*** Extract to read
Memory can sometime be a wonderful thing – or a curse. I sat through this latest Met Live screening of David Alden’s staging of Verdi’s Un ballo in maschera thinking ‘I’ve seen this before’. All the comments backstage on screen said it was a new production and similarly the reviews I read about the first night in November also suggested so. However, I referred to Susie Gilbert’s wonderful book Opera for Everybody (Faber and Faber)about the history of English National Opera concerning David Alden’s production of A Masked Ball in 1989 where his concept was ‘a dance of death’ and how the show was ‘full of striking visual symbols: a tilting gilt picture frame in Act I; the love scene of Act II, scene i, dominated by a clock face with frantic hands; a ballroom dominated by Horseman of the Apocalypse. The characters were similarly delivered: Arthur Davies’s Gustavus in high-street casuals and disguises; Lesley Garrett a chain-smoking Oscar with a goatee beard, red wig, glasses and wings; Linda Finnie’s Mlle Arvidson in a silver lamé ball gown.’ Commenting on the conductor Mark Elder’s response, she writes ‘At the opening of A Masked Ball, when the men’s chorus advanced slowly in bowler hats and black suits, he found the scene “really sinister and yet apparently benign”.’

So, in fact what was seen at the Met was no more than David Alden’s second thoughts on this earlier production. I am surprised how few commentators have made the connection with his earlier attempt at this opera for ENO – perhaps most were still at school in 1989? ‘Striking visual symbols’ continue to dominate the proceedings that take place in a slanting box-like setting (by Alden’s long-time collaborator Paul Steinberg) with more than a hint of the extravagance and surrealism of a black-and-white German Expressionist film. This was aided by Brigitte Reiffenstuel’s elegant costumes.
******
*** Provided records
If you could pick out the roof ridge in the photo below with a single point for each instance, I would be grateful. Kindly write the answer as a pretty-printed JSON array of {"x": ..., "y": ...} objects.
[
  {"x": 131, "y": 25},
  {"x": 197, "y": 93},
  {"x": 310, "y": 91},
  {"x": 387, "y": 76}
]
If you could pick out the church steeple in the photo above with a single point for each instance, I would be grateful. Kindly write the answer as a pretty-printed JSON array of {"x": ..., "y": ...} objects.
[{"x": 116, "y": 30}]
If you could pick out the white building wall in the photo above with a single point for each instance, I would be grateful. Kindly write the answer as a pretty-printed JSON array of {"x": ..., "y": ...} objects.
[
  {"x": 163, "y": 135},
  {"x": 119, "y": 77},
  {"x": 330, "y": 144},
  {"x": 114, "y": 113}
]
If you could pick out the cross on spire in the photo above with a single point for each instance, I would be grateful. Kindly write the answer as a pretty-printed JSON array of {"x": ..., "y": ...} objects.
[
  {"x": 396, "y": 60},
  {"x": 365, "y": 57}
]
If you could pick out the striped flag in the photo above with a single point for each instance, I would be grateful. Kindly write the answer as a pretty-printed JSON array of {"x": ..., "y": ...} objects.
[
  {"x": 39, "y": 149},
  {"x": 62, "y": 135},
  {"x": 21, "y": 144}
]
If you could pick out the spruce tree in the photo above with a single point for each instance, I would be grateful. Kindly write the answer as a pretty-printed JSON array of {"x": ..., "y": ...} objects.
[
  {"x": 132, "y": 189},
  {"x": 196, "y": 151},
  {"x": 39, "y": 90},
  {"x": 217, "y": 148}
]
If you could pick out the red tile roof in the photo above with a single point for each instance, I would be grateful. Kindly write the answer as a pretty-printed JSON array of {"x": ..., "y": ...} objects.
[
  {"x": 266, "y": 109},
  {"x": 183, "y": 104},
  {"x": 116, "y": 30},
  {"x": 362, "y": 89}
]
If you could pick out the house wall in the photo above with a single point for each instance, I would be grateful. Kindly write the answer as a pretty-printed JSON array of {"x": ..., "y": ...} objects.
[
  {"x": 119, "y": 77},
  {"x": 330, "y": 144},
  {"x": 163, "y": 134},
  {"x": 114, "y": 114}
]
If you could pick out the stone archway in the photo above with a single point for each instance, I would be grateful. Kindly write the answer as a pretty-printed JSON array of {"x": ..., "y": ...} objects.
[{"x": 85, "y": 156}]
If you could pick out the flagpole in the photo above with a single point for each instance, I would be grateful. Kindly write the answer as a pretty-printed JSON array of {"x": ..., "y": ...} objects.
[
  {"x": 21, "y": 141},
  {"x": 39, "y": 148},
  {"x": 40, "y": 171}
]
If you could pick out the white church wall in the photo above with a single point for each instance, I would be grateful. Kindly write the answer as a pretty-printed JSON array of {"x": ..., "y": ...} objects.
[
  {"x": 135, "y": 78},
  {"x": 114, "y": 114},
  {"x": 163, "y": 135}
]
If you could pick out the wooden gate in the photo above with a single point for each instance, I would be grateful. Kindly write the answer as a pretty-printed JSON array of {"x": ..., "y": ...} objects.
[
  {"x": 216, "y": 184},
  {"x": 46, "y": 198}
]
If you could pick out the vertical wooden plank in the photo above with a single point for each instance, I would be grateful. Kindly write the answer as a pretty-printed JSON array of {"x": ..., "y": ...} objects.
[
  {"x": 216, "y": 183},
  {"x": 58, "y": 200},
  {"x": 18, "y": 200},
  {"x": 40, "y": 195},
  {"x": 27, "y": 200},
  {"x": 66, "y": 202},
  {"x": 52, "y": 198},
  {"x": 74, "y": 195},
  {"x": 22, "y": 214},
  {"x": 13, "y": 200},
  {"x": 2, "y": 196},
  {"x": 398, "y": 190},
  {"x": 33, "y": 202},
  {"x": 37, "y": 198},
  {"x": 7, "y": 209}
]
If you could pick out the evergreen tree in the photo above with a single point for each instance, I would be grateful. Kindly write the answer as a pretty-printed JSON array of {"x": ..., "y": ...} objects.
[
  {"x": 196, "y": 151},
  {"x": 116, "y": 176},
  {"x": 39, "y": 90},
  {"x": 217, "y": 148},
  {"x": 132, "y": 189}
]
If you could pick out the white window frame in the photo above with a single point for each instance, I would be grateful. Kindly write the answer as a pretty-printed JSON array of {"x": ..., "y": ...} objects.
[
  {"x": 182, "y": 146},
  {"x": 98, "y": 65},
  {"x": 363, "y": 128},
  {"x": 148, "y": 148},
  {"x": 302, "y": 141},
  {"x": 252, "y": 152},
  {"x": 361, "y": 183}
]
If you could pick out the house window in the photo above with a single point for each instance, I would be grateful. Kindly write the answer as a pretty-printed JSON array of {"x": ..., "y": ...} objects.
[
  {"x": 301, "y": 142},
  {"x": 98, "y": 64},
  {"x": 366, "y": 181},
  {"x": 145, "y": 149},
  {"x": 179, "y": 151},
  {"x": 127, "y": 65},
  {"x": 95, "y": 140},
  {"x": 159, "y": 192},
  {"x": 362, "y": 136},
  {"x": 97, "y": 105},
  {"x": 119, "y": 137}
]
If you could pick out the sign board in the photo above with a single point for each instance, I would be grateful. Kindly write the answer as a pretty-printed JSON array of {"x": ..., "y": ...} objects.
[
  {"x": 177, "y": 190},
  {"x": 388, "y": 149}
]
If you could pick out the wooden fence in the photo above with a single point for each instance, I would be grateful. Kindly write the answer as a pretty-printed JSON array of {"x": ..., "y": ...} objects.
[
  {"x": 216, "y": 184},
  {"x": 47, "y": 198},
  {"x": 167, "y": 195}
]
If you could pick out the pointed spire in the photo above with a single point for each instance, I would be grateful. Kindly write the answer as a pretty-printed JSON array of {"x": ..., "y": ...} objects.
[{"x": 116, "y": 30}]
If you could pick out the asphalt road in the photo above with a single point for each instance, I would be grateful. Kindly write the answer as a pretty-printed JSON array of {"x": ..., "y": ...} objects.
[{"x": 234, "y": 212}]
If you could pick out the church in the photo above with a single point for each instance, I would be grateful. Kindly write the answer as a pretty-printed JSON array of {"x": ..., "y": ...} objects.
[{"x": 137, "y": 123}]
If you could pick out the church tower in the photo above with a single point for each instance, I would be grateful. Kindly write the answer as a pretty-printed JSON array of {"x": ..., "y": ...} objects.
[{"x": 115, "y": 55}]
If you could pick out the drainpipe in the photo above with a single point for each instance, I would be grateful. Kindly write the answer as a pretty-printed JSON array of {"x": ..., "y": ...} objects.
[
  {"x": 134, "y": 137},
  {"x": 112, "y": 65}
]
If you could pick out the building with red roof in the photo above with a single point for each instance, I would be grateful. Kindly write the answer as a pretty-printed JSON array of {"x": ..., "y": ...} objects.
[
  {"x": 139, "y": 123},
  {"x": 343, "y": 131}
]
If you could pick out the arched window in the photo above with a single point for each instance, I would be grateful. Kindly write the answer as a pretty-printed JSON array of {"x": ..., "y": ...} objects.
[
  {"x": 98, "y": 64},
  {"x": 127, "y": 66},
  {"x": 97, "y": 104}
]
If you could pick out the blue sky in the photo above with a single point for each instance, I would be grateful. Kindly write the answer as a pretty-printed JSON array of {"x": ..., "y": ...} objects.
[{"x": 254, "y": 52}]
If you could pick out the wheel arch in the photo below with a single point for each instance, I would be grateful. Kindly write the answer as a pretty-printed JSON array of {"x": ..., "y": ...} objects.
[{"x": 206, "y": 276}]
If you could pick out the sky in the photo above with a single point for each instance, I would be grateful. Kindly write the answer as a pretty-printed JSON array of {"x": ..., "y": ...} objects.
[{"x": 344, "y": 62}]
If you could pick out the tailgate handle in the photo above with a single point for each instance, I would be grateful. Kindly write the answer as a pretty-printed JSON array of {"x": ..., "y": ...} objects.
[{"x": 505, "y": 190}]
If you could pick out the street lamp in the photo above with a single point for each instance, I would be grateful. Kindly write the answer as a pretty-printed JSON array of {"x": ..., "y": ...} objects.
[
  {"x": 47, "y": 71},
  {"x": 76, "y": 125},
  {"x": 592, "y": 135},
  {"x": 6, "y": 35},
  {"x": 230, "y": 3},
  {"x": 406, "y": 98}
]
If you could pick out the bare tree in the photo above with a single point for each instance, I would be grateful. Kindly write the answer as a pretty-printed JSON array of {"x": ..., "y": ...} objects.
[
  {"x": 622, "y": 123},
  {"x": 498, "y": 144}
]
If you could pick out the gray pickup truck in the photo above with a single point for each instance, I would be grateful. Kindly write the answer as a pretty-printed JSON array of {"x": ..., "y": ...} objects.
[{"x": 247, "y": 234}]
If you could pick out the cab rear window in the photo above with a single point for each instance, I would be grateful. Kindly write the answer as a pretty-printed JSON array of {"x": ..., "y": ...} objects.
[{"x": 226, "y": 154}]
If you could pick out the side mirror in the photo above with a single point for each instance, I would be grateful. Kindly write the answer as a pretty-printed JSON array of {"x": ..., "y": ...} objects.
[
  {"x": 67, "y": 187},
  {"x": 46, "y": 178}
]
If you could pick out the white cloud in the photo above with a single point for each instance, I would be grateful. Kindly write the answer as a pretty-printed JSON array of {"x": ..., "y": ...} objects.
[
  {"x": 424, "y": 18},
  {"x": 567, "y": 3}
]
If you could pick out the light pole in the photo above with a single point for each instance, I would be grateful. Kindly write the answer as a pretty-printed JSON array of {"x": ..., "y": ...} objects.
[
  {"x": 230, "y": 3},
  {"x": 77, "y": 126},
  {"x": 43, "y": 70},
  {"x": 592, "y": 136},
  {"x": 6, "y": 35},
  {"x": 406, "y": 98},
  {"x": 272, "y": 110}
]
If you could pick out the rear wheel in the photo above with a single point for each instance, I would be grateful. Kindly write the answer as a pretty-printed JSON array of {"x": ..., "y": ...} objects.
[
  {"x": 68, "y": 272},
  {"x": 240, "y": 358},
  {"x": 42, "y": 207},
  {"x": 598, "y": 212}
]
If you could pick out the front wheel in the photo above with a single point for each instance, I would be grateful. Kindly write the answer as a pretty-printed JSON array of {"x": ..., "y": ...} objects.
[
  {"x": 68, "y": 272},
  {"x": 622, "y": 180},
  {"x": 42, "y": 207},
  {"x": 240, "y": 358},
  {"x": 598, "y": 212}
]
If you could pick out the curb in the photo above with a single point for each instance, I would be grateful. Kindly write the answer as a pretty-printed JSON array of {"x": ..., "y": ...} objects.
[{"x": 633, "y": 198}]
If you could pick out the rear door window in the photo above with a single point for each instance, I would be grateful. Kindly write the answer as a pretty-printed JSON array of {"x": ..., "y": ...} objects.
******
**Task set**.
a) Can you change "setting" to "set" in the opera review, giving everything from "So, in fact" down to "Reiffenstuel’s elegant costumes."?
b) Do these statements agree with the opera review? Answer yes or no for each, quoting the deciding words. (i) The backstage comments on screen called the Met staging a new production. (ii) Lesley Garrett sang Gustavus in the 1989 ENO production. (iii) Paul Steinberg designed the costumes for the Met staging.
The data here comes from a separate source, unrelated to the review.

**Answers to each task**.
a)
So, in fact what was seen at the Met was no more than David Alden’s second thoughts on this earlier production. I am surprised how few commentators have made the connection with his earlier attempt at this opera for ENO – perhaps most were still at school in 1989? ‘Striking visual symbols’ continue to dominate the proceedings that take place in a slanting box-like set (by Alden’s long-time collaborator Paul Steinberg) with more than a hint of the extravagance and surrealism of a black-and-white German Expressionist film. This was aided by Brigitte Reiffenstuel’s elegant costumes.

b)
(i) Yes: "All the comments backstage on screen said it was a new production"
(ii) No: "Arthur Davies’s Gustavus in high-street casuals and disguises; Lesley Garrett a chain-smoking Oscar"
(iii) No: "This was aided by Brigitte Reiffenstuel’s elegant costumes."